• 作業要件:
[A] 井上久助に関する本文によれば、久助の父の名は何ですか。
[B] 記録のうち、「Task: a point for each instance of the driver」を含む行から「pixel 691 400」を含む行までの範囲を、両端の行も含めて一字一句変えずに再掲してください。

• 本文抜粋:

井上久助

井上久助(いのうえきゅうすけ)

井上家久助の父『八左衛門正実』母『芳巳』。初代新発田藩主『溝口秀勝(みぞぐちひでかつ)』公に仕官し、戦場を馳駆した功臣でした。 新発田藩時代は700石を賜り、在中の役目を果たしていたとのこと。その後、息子の久助が5歳の頃に病の床に倒れて亡くなりました。
秀勝公はこれを心の底から深くなげき痛み、まだ幼かった久助に跡目を継がせる事にし、一族郎党すべての面倒をみたと言うのです。これにより井上久助はその溝口秀勝公の恩義を忘れなかったのでしょう。
久助もまた幼少の頃から溝口秀勝公に仕え、伊豆で朝鮮使節の接待役や江戸まで馬に乗ったまま秀勝公の御供を努める優れた武士でした。

• 所与の情報:

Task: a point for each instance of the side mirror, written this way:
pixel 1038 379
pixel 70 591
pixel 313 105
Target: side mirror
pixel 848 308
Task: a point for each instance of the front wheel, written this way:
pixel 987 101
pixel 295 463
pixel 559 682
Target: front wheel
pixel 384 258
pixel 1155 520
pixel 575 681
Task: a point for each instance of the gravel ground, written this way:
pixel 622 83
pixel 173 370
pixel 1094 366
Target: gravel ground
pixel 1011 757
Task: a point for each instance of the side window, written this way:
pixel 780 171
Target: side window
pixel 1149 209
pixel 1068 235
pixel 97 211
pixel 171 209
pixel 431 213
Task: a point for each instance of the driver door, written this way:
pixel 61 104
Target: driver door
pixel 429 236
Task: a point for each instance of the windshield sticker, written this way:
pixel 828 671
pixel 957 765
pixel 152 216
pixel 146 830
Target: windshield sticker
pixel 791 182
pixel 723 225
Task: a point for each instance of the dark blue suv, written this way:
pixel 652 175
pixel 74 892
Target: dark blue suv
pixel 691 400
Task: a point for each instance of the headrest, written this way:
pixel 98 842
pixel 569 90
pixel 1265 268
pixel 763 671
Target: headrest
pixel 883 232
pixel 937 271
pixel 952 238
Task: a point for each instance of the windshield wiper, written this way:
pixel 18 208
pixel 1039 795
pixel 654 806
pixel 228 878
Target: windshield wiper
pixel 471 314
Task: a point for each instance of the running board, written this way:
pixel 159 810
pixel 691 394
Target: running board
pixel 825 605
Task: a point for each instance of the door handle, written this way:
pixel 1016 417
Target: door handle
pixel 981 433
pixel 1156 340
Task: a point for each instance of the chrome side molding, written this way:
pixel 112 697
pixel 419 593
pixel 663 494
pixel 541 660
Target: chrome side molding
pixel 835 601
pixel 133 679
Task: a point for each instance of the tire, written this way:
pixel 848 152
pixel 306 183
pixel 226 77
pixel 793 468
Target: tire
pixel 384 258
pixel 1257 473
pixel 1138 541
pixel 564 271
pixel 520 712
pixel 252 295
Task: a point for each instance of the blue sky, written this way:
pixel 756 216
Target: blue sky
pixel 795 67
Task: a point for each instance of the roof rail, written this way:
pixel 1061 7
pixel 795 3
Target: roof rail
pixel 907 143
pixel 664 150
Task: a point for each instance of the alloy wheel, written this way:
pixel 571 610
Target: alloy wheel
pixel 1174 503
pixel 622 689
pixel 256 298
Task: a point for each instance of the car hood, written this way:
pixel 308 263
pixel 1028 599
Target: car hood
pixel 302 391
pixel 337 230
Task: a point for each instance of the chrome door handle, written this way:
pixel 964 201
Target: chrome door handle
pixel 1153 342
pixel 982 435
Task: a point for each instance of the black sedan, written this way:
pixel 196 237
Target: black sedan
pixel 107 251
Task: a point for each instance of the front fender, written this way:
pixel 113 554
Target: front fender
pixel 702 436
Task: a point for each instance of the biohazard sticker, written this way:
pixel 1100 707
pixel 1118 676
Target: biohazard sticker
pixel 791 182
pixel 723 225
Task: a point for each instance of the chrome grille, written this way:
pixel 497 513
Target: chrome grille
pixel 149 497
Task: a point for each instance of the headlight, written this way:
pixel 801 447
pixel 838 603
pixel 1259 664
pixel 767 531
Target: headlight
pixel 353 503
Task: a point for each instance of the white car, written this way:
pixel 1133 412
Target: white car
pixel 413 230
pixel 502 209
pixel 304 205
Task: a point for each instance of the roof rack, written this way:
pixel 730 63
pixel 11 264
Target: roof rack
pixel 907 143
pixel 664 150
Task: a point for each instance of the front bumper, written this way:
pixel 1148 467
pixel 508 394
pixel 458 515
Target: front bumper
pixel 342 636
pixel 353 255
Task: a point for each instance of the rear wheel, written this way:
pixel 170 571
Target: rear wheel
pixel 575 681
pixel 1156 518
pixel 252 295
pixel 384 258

• 解答一覧:
[A] 八左衛門正実

[B]
Task: a point for each instance of the driver door, written this way:
pixel 61 104
Target: driver door
pixel 429 236
Task: a point for each instance of the windshield sticker, written this way:
pixel 828 671
pixel 957 765
pixel 152 216
pixel 146 830
Target: windshield sticker
pixel 791 182
pixel 723 225
Task: a point for each instance of the dark blue suv, written this way:
pixel 652 175
pixel 74 892
Target: dark blue suv
pixel 691 400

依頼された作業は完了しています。